### TUGAS TERTULIS A
Salin bagian bacaan tentang Makam Imogiri, mulai dari "Namun, sebenarnya tidak" dan berakhir pada "arsitekturnya yang unik.".
### TUGAS TERTULIS B
Pilih setiap baris dalam catatan yang memuat kata "insect", lalu tuliskan baris-baris itu.

### BACAAN YANG DIBERIKAN
_____
TRIBUNJOGJA.COM - Berbicara Sumbu Filosofi Yogyakarta memang sepertinya hanya berpusat Gunung Merapi, Tugu Pal Putih, Keraton Yogyakarta dan Pantai Parangtritis.
Namun, sebenarnya tidak loh, Tribunners. Banyak hal yang berhubungan dengan Sumbu Filosofi Yogayakarta ini.
Misalnya tempat peristirahatan terakhir Raja-Raja yang bertahta di Kasunanan Surakarta dan Kasultanan Yogyakarta beserta keluarganya yang berada di Kecamatan Imogiri.
Makam para Raja-Raja ini dikenal sebagai Makam Imogiri atau Pasarean Imogiri.
Makam Imogiri ini adalah lokasi peristirahatan terakhir Raja-Raja Mataram dan keluarganya yang dibangun oleh Sultan Agung Hanyokrokusumo pada tahun 1632.
Kompleks pemakaman yang luasnya mencapai 10 hektar terletak kurang lebih 16 km di sebelah selatan Keraton Yogyakarta.
Tepatnya berada di wilayah Desa Girirejo dan Desa Wukirsari, Kapanewon Imogiri, Kabupaten Bantul, Daerah Istimewa Yogyakarta.
Makam Imogiri dikenal masyarakat karena gaya arsitekturnya yang unik.
Untuk mencapai ke makam-makam Raja Imogiri ini, para peziarah harus melewati 300 anak tangga.
Lokasi ini berada di atas bukit, di mana mereka masih percaya bahwa bukit sebagai lokasi makam tidak dapat dilepaskan dari konsep masyarakat Jawa pra Hindu yang memandang bukit, atau tempat yang tinggi, sebagai suatu tempat yang sakral dan menjadi tempat bersemayamnya roh nenek moyang.
Pemilihan lokasi di tempat yang tinggi pun merupakan salah satu bentuk kepercayaan masyarakat Hindu yang menganggap semakin tinggi tempat pemakaman, maka semakin tinggi pula derajat kemuliaannya.
Sejarah Makam Imogiri, Makam Para Raja-Raja
Kala memimpin di Kesultanan Mataram Islam, Sultan Agung Hanyokrokusumo (1613-1645) sebagai raja ke-3 berhasil membawa kerajaan Mataram Islam mencapai puncak kejayaan.
_____
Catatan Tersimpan
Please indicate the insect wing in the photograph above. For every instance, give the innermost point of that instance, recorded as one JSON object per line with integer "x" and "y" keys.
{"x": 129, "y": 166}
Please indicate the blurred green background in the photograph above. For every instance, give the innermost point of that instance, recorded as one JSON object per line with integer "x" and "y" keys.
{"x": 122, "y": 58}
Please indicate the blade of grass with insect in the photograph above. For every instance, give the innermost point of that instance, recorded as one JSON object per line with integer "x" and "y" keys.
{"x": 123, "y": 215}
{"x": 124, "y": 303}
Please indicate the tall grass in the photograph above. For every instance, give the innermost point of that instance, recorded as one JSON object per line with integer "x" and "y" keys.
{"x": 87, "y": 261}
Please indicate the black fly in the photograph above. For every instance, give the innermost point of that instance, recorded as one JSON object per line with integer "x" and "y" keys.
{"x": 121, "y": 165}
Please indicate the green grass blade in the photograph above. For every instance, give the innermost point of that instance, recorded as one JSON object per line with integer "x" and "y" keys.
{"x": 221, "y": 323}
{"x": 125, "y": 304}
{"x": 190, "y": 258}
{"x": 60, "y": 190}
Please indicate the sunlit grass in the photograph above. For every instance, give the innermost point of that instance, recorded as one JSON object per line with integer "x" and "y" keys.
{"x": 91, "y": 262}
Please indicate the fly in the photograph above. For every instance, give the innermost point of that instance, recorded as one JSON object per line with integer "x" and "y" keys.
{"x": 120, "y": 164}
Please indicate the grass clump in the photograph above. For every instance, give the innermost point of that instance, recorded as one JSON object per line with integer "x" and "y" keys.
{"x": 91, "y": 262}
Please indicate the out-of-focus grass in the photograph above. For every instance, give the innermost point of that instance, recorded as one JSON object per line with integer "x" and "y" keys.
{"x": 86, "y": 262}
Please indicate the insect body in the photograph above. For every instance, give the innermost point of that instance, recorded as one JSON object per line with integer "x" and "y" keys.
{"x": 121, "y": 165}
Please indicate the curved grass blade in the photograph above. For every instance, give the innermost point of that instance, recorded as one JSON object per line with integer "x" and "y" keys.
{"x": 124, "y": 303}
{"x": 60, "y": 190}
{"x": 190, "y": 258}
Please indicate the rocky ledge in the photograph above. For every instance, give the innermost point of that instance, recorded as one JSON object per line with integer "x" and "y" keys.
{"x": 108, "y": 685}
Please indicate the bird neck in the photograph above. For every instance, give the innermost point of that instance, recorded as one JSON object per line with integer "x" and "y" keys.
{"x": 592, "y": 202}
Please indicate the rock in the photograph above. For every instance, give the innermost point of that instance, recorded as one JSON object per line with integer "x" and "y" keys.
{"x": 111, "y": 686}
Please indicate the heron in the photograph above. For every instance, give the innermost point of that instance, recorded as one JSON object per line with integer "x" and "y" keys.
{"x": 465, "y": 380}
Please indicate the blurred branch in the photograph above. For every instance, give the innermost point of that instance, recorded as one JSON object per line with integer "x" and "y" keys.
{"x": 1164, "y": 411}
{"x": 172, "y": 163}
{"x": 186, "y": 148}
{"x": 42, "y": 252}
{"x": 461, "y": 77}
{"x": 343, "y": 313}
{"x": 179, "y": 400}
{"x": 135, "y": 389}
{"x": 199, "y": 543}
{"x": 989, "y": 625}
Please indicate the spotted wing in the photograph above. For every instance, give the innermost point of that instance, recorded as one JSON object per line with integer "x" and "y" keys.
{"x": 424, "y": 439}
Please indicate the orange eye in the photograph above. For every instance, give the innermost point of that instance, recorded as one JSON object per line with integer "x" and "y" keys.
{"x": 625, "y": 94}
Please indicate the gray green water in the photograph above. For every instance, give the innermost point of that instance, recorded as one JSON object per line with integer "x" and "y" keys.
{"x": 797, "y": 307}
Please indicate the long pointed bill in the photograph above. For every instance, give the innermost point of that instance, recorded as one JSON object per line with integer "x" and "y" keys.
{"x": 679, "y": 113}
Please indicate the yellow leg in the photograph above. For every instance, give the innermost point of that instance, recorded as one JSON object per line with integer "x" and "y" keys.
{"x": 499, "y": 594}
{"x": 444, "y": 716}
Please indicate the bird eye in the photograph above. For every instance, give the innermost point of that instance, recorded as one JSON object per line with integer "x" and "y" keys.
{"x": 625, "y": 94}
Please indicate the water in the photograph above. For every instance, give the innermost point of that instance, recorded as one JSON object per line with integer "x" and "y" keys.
_____
### JAWABAN LENGKAP A
Namun, sebenarnya tidak loh, Tribunners. Banyak hal yang berhubungan dengan Sumbu Filosofi Yogayakarta ini.
Misalnya tempat peristirahatan terakhir Raja-Raja yang bertahta di Kasunanan Surakarta dan Kasultanan Yogyakarta beserta keluarganya yang berada di Kecamatan Imogiri.
Makam para Raja-Raja ini dikenal sebagai Makam Imogiri atau Pasarean Imogiri.
Makam Imogiri ini adalah lokasi peristirahatan terakhir Raja-Raja Mataram dan keluarganya yang dibangun oleh Sultan Agung Hanyokrokusumo pada tahun 1632.
Kompleks pemakaman yang luasnya mencapai 10 hektar terletak kurang lebih 16 km di sebelah selatan Keraton Yogyakarta.
Tepatnya berada di wilayah Desa Girirejo dan Desa Wukirsari, Kapanewon Imogiri, Kabupaten Bantul, Daerah Istimewa Yogyakarta.
Makam Imogiri dikenal masyarakat karena gaya arsitekturnya yang unik.

### JAWABAN LENGKAP B
Please indicate the insect wing in the photograph above. For every instance, give the innermost point of that instance, recorded as one JSON object per line with integer "x" and "y" keys.
Please indicate the blade of grass with insect in the photograph above. For every instance, give the innermost point of that instance, recorded as one JSON object per line with integer "x" and "y" keys.
Please indicate the insect body in the photograph above. For every instance, give the innermost point of that instance, recorded as one JSON object per line with integer "x" and "y" keys.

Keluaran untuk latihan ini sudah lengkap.